- Zu erledigende Aufgaben -
1 - Schreiben Sie den Artikel über Argerich und Pletnev neu, beginnend mit „Martha Argerich |“ und weiter bis einschließlich „akustische Form gegossen.“. Ersetzen Sie darin „Superlative“ durch „Spitzenklasse“.
2 - Wann und wo nahmen Martha Argerich und Mikhail Pletnev laut dem Artikel über Argerich und Pletnev die „Cindarella-Suite“ auf?

- Seitentext -
• • • • •
Martha Argerich | News | Feinsinn

Feinsinn

30.07.2004
Es ist ein Treffen der Superlative. Mikhail Pletnev hat sich für ein Album mit Martha Argerich zusammengetan und sich für diese Gelegenheit etwas Besonderes einfallen lassen. Denn neben den fünf vierhändigen Klavierstücken “Ma Mère l’Oye” von Maurice Ravel hat er seiner Kollegin eine eigene Bearbeitung von Prokofievs Balletmusik “Cinderella” unterbreitet. Gemeinsam haben sie sich des Werkes angenommen und es in eine filigrane akustische Form gegossen.
Serge Prokofiev war eine umstrittene Gestalt. Denn im Unterschied zu vielen seiner Landsleute, die vor dem Stalinistischen System geflüchtet waren, hatte er beschlossen, in seiner russischen Heimat zu bleiben und sich mit den sowjetischen Machthabern zu arrangieren. Das wiederum hieß, dass er sich der Parteilinie fügen musste, die für das Volk einfache und verständliche Musik forderte. Es war eine Einschränkung, aber auch eine Herausforderung: “Es ist heute nicht mehr an der Zeit, Musik für einen kleinen Kreis von ästhetisierenden Hörern zu schreiben”, meinte der Komponist anno 1937 mit Blick auf die neuen stilistischen Tendenzen nach Schönberg und ergänzte: “Unsere Gegenwart sieht eine entscheidende Begegnung von weitesten Kreisen unseres Volkes mit ernster Musik. Die Aufgabe des Komponisten muss es sein, diese Tatsache aufmerksam zu verfolgen. Wenn der neue Hörer nicht ernst genommen wird, lässt er sich vom Jazz und vom seichten Schlager einfangen”. Schon deshalb war Prokofiev auch populäreren Formen wie Film- und Ballettmusik gewogen. Zwei seiner sieben Tanzsuiten für die Bühne, “Romeo und Julia” und “Aschenbrödel”, sind bis heute fest im Repertoire internationaler Ensembles. Ihre Qualitäten reichen allerdings weit über die Tanzbarkeit hinaus. Deshalb hat sich auch Mikhail Pletnev der “Cindarella-Suite” angenommen und sie für zwei Klaviere bearbeitet.
 
Prokofievs Diktum im Hinterkopf, er würde viel zu selten in seinen lyrischen Qualitäten wahrgenommen, näherte sich der russische Pianist dem Werk seines Landsmanns mit gestalterischer Behutsamkeit. Die Transkription der Orchestervorlage verzichtet auf vordergründige Virtuosität und legt vielmehr Wert auf sein subtiles Ineinandergreifen der Stimmen, auf die Entwicklung musikalischer Charakteristika, die die Märchenstimmung der Vorlage nachvollziehen. Gemeinsam mit Martha Argerich hat sich Pletnev dann im August 2003 im Theater des Schweizer Städtchens Vevey vor die Mikrophone gewagt und die “Cindarella-Suite” zusammen mit den “Cinq pièces enfantises pour piano à quatre mains – Ma Mère l’Oye” aufgenommen. Es ist betörend anzuhören, mit welcher Finesse die Ausnahmemusiker sich an die Ausgestaltung der Werke machen. Denn beiden spürt an man, dass sie noch ganz anderes können, doch die ungeheure musikalische und technische Kompetenz ganz in den Dienst des subtilen Ausdrucks stellen. So ist das “Cindarella”-Duo nicht nur ein Beispiel für sympathetische Nachempfindung einer kompositorischen Absicht, sondern vor allem ein inspiriertes Miteinander zweier Künstler, die bescheiden und musikbesessen die Wirkung des Ganzen im Auge haben. Und das ist die eigentliche Meisterschaft.
• • • • •
- Angezeigte Einträge -
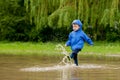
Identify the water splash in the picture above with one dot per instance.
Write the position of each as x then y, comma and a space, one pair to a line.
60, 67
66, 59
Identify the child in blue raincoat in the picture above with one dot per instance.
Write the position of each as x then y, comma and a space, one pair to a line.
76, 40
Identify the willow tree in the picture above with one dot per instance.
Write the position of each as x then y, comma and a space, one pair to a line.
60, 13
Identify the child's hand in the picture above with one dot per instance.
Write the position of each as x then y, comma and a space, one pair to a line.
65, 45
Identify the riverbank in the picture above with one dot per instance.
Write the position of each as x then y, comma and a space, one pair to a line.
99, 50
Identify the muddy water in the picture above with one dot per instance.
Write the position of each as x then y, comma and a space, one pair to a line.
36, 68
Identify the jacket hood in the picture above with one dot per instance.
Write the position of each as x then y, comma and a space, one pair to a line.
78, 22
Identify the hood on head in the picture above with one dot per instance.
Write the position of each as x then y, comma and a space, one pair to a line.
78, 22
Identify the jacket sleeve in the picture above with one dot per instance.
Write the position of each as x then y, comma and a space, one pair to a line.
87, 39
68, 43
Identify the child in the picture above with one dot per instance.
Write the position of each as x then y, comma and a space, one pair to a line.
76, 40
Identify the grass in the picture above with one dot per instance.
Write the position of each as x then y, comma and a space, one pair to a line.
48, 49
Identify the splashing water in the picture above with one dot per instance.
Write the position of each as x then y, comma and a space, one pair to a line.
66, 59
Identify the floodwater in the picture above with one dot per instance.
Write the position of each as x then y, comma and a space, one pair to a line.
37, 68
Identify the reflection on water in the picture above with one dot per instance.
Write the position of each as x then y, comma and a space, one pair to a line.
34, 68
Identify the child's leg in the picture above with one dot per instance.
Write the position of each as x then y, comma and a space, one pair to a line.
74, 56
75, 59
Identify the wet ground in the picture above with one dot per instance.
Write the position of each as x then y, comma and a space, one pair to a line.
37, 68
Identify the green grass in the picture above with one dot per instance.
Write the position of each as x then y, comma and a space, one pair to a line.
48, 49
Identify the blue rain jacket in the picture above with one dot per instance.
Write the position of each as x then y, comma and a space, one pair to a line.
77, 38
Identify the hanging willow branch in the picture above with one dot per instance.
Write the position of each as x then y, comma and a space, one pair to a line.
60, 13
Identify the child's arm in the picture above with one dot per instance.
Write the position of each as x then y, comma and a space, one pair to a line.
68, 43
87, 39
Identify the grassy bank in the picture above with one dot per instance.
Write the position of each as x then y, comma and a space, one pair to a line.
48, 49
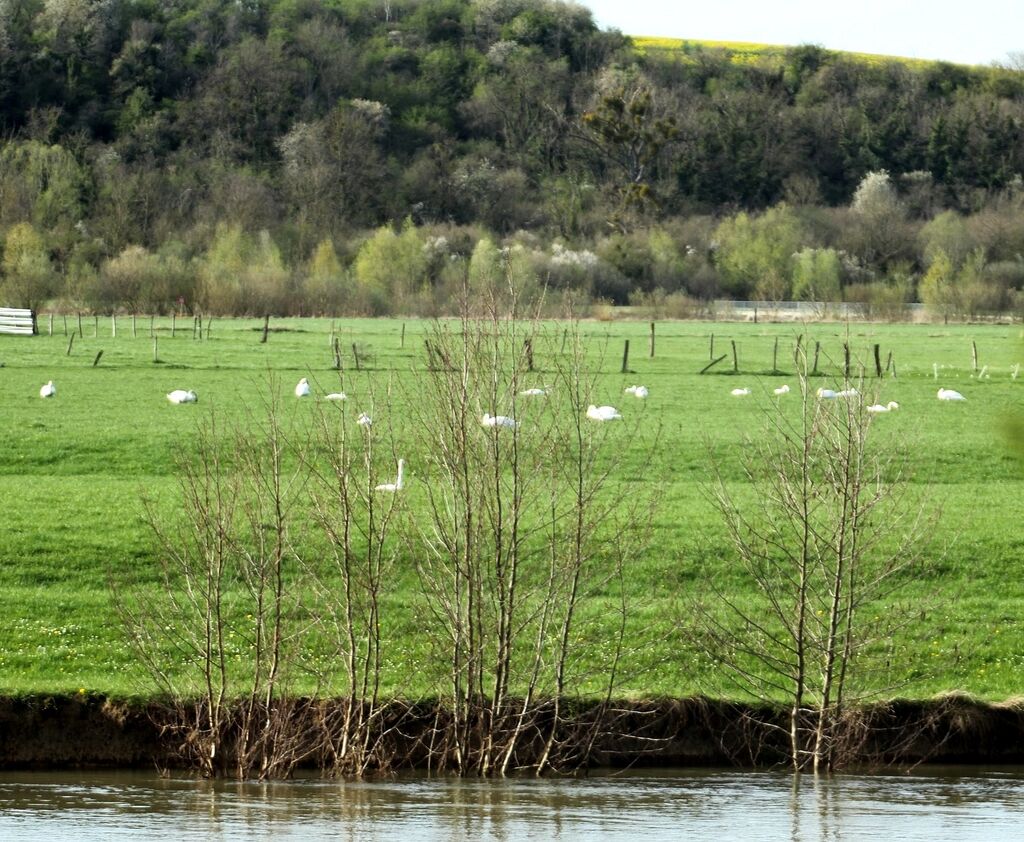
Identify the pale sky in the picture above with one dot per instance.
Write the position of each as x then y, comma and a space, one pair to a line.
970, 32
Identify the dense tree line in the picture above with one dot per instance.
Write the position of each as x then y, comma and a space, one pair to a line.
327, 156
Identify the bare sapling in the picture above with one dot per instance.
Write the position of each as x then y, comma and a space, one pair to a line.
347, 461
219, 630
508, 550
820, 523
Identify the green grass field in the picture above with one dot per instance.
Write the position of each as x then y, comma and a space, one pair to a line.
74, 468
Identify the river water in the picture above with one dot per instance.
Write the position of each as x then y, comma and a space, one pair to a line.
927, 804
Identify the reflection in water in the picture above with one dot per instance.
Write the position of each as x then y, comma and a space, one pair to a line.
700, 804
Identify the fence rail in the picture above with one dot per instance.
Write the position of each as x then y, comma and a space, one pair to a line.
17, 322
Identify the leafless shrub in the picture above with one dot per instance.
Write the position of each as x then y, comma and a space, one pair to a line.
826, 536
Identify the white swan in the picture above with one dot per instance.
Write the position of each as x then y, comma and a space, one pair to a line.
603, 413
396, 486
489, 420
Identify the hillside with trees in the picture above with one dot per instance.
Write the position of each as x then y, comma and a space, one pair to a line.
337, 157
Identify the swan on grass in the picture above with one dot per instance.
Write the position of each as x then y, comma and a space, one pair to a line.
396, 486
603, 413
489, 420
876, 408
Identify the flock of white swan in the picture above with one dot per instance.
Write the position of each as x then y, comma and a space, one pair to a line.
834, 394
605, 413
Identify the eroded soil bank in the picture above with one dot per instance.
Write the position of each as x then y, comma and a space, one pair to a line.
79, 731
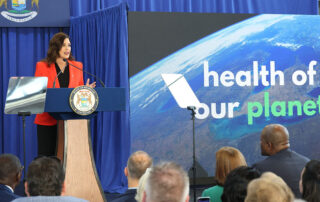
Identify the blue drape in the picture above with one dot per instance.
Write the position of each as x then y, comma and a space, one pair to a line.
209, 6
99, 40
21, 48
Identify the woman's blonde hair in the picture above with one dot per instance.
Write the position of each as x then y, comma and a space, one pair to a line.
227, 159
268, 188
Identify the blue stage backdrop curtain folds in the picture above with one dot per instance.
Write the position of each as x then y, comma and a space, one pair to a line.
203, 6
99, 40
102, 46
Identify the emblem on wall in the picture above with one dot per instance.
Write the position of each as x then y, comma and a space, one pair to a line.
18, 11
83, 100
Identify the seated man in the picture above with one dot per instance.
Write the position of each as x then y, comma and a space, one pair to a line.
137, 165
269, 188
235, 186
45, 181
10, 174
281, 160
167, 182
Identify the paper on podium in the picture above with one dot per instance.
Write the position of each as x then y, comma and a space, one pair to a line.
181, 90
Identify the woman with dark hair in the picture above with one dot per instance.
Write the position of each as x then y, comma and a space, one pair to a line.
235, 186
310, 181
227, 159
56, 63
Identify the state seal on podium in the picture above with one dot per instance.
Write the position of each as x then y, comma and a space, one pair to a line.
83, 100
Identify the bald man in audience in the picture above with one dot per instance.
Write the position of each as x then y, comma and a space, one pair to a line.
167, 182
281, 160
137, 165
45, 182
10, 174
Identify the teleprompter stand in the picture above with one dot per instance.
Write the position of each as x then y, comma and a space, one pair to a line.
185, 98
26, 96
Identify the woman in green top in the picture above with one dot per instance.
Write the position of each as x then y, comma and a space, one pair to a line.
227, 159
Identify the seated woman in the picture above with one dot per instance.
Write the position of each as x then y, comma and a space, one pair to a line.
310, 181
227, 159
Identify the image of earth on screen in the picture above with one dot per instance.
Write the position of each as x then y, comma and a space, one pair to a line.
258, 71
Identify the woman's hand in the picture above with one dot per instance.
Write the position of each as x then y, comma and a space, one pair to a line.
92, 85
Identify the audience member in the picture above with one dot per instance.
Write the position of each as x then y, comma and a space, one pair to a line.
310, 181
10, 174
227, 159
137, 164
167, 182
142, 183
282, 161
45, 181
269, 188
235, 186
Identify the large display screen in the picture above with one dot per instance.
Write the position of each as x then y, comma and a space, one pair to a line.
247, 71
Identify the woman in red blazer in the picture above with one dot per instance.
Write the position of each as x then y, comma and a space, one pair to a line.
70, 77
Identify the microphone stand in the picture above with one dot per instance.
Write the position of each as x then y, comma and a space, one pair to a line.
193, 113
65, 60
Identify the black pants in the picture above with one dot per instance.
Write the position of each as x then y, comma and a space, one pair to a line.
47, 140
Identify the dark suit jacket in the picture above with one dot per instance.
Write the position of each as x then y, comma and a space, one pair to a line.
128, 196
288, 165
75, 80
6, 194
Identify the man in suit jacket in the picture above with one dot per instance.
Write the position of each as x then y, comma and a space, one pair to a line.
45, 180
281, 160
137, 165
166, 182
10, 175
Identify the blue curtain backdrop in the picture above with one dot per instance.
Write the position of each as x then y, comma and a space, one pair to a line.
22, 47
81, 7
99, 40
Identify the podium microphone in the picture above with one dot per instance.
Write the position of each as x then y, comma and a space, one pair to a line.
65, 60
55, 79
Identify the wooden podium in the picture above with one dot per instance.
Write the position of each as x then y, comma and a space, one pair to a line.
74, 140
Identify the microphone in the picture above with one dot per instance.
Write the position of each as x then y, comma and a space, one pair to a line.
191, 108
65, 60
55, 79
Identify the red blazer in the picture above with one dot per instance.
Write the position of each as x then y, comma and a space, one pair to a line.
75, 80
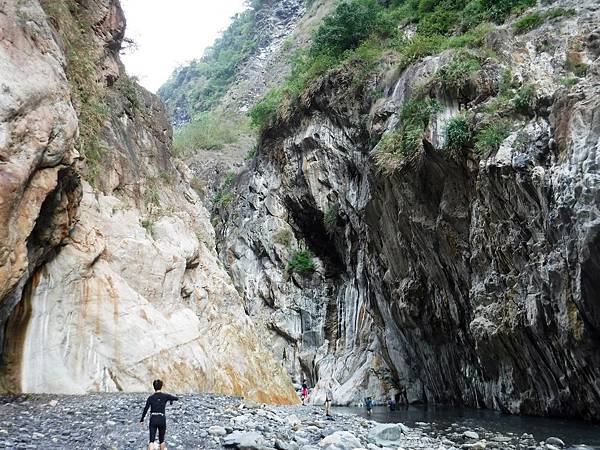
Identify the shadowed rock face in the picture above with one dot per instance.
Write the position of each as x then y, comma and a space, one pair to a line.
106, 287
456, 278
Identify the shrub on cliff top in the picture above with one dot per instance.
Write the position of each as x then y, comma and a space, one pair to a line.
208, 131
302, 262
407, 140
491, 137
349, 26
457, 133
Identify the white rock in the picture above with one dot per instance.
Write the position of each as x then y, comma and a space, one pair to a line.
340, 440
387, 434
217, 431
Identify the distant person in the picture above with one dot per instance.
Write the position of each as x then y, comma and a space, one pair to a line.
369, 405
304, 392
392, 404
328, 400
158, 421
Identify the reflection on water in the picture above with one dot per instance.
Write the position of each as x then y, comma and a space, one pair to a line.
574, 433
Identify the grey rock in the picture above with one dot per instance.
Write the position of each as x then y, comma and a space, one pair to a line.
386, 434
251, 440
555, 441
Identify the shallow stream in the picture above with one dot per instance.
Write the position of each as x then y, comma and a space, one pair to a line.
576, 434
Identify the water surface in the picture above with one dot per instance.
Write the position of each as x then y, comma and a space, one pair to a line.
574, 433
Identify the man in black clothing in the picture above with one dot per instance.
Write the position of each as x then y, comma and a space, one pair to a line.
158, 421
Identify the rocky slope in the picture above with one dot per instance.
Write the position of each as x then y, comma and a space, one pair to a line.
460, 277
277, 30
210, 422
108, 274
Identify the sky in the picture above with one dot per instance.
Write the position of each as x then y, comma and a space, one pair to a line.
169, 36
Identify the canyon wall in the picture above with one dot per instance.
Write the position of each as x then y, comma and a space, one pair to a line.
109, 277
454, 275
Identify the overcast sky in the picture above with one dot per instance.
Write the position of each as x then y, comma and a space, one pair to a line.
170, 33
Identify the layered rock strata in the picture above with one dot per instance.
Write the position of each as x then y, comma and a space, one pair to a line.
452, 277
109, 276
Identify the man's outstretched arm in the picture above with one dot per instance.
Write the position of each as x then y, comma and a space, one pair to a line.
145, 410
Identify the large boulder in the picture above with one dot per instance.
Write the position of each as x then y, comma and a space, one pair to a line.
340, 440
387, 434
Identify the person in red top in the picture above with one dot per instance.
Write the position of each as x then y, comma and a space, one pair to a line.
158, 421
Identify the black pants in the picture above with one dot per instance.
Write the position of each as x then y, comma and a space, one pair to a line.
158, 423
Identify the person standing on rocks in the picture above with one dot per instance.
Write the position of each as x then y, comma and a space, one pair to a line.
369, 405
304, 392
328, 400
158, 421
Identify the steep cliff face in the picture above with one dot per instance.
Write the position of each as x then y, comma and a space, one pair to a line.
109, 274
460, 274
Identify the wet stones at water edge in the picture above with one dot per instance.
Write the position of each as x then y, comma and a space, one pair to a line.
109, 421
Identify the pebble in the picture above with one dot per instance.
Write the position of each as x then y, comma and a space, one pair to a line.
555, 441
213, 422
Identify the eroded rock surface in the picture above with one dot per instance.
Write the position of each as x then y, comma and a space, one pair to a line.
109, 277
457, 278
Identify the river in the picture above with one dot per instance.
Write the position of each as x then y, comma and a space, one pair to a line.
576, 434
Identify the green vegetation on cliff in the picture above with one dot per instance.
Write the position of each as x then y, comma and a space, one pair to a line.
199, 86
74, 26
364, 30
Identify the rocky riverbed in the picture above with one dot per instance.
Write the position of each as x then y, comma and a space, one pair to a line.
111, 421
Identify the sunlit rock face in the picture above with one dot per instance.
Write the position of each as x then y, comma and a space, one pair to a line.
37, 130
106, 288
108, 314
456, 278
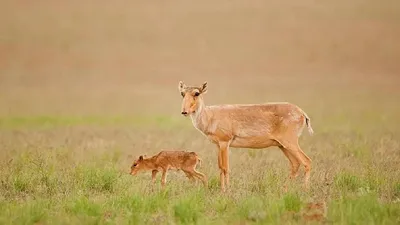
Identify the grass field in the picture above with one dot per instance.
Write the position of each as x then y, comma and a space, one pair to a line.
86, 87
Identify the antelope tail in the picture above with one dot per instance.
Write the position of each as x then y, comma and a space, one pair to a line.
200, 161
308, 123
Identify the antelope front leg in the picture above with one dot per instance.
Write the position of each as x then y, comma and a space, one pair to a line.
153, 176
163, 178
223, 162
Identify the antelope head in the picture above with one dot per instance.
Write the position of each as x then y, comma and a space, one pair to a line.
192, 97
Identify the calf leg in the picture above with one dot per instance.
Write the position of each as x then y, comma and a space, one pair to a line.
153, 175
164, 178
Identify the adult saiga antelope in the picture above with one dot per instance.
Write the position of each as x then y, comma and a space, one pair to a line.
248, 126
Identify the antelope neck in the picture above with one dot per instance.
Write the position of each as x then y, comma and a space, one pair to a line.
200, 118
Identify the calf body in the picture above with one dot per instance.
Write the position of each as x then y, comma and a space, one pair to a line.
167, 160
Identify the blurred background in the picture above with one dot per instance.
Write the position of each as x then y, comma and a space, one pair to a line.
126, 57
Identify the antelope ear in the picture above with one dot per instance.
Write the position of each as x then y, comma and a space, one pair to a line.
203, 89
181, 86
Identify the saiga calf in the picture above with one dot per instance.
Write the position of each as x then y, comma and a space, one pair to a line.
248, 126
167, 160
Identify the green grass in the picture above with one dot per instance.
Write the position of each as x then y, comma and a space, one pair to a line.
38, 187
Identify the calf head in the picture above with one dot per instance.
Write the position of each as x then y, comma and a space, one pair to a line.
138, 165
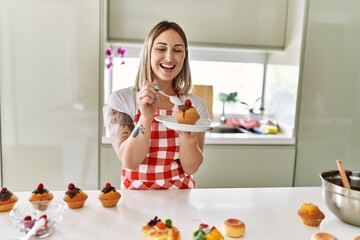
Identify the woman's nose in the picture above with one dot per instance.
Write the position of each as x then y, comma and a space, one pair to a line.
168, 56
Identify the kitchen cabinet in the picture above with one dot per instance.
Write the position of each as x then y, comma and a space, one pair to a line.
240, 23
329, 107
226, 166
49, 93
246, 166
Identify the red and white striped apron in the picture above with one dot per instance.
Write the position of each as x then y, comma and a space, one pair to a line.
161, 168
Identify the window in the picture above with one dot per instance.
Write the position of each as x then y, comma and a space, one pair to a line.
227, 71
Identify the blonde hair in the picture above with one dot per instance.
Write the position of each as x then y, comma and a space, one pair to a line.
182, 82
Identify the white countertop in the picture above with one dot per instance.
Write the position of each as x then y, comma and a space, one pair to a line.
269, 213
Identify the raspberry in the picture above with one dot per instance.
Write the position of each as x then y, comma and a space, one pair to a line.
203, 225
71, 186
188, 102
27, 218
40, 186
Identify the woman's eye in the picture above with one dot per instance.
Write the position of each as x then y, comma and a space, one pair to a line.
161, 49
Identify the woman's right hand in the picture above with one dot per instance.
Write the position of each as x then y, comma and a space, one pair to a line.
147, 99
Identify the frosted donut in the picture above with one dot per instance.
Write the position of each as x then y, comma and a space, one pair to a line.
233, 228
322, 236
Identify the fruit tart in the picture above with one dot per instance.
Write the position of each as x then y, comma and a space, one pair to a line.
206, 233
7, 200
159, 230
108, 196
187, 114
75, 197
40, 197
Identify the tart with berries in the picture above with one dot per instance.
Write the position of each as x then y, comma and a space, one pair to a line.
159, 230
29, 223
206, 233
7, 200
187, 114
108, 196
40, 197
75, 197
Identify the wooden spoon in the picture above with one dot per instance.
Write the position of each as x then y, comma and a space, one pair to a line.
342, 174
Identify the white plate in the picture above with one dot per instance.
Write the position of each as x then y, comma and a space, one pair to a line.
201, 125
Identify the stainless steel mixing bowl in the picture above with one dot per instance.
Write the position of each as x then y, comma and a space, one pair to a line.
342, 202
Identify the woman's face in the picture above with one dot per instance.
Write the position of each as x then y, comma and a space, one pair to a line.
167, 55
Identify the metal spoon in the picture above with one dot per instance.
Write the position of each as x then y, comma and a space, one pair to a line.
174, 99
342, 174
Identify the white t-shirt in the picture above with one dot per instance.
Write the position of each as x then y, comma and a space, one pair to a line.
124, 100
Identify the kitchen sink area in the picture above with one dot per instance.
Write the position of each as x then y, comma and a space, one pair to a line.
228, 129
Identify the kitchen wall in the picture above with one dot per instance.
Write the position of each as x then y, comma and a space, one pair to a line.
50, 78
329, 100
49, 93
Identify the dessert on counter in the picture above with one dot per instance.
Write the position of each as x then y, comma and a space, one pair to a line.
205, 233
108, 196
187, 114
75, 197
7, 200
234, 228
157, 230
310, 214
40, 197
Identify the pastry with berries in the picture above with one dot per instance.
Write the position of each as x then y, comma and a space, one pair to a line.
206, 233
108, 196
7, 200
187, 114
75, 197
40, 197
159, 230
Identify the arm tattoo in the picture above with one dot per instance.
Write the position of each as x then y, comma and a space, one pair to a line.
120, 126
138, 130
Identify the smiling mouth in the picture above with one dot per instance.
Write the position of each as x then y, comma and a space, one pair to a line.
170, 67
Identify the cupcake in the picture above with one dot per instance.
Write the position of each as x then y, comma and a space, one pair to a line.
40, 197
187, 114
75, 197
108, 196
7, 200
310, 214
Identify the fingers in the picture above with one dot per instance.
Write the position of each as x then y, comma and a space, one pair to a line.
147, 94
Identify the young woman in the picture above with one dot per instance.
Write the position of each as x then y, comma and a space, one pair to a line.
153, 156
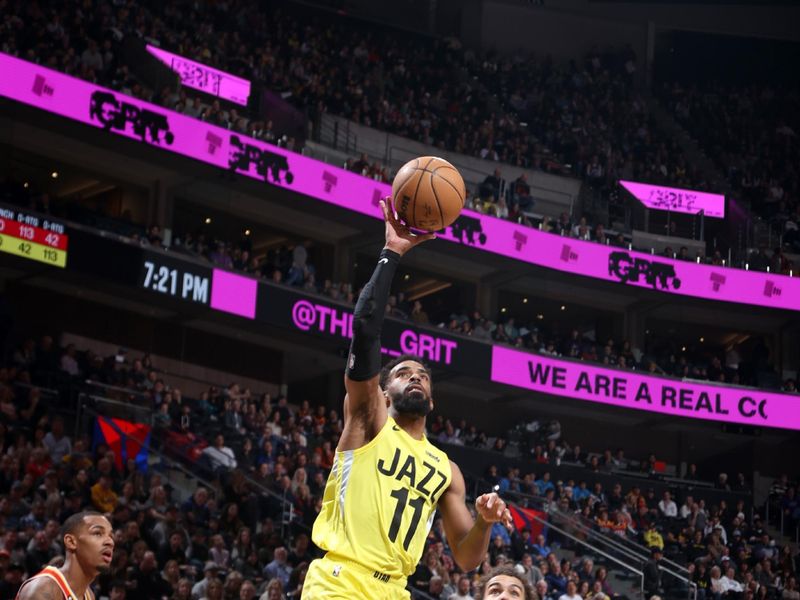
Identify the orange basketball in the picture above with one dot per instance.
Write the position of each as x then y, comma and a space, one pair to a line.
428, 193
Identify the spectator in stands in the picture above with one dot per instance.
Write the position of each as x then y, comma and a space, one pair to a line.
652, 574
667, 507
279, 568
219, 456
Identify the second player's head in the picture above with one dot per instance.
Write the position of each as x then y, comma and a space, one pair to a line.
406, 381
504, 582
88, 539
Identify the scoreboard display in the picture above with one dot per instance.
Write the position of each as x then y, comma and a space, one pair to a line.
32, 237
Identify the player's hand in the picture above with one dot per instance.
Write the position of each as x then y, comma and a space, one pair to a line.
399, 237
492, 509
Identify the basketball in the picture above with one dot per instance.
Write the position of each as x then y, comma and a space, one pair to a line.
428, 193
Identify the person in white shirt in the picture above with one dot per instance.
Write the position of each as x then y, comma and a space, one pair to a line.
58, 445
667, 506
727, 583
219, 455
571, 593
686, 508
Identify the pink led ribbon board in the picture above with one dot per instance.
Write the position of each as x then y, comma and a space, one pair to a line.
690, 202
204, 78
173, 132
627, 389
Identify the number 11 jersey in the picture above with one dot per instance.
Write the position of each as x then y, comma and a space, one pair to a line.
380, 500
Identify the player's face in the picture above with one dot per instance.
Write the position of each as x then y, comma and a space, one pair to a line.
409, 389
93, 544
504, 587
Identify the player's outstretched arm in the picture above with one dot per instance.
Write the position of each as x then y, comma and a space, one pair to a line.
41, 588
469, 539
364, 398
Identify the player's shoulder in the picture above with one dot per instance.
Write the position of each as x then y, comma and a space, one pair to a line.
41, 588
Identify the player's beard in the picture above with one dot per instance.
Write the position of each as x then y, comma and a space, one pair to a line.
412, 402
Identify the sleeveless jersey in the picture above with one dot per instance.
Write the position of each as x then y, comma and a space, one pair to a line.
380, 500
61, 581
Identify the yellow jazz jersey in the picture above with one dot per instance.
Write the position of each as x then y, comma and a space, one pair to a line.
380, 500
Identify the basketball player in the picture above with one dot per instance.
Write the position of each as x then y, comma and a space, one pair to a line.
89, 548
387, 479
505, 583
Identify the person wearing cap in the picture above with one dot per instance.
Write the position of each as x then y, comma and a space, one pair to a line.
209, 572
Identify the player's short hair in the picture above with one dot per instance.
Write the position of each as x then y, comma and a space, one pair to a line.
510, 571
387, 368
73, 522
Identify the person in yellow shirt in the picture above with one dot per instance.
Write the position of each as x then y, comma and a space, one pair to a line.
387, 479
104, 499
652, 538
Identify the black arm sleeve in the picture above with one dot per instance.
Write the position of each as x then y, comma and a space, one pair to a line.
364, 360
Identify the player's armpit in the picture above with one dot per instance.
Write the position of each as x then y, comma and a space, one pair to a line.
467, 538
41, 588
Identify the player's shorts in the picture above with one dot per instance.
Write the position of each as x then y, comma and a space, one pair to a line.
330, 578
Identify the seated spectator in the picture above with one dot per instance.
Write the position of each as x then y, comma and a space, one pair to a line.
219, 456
• • • • •
- Liste der Antworten -
1 -
Martha Argerich | News | Feinsinn

Feinsinn

30.07.2004
Es ist ein Treffen der Spitzenklasse. Mikhail Pletnev hat sich für ein Album mit Martha Argerich zusammengetan und sich für diese Gelegenheit etwas Besonderes einfallen lassen. Denn neben den fünf vierhändigen Klavierstücken “Ma Mère l’Oye” von Maurice Ravel hat er seiner Kollegin eine eigene Bearbeitung von Prokofievs Balletmusik “Cinderella” unterbreitet. Gemeinsam haben sie sich des Werkes angenommen und es in eine filigrane akustische Form gegossen.

2 - Im August 2003 im Theater des Schweizer Städtchens Vevey.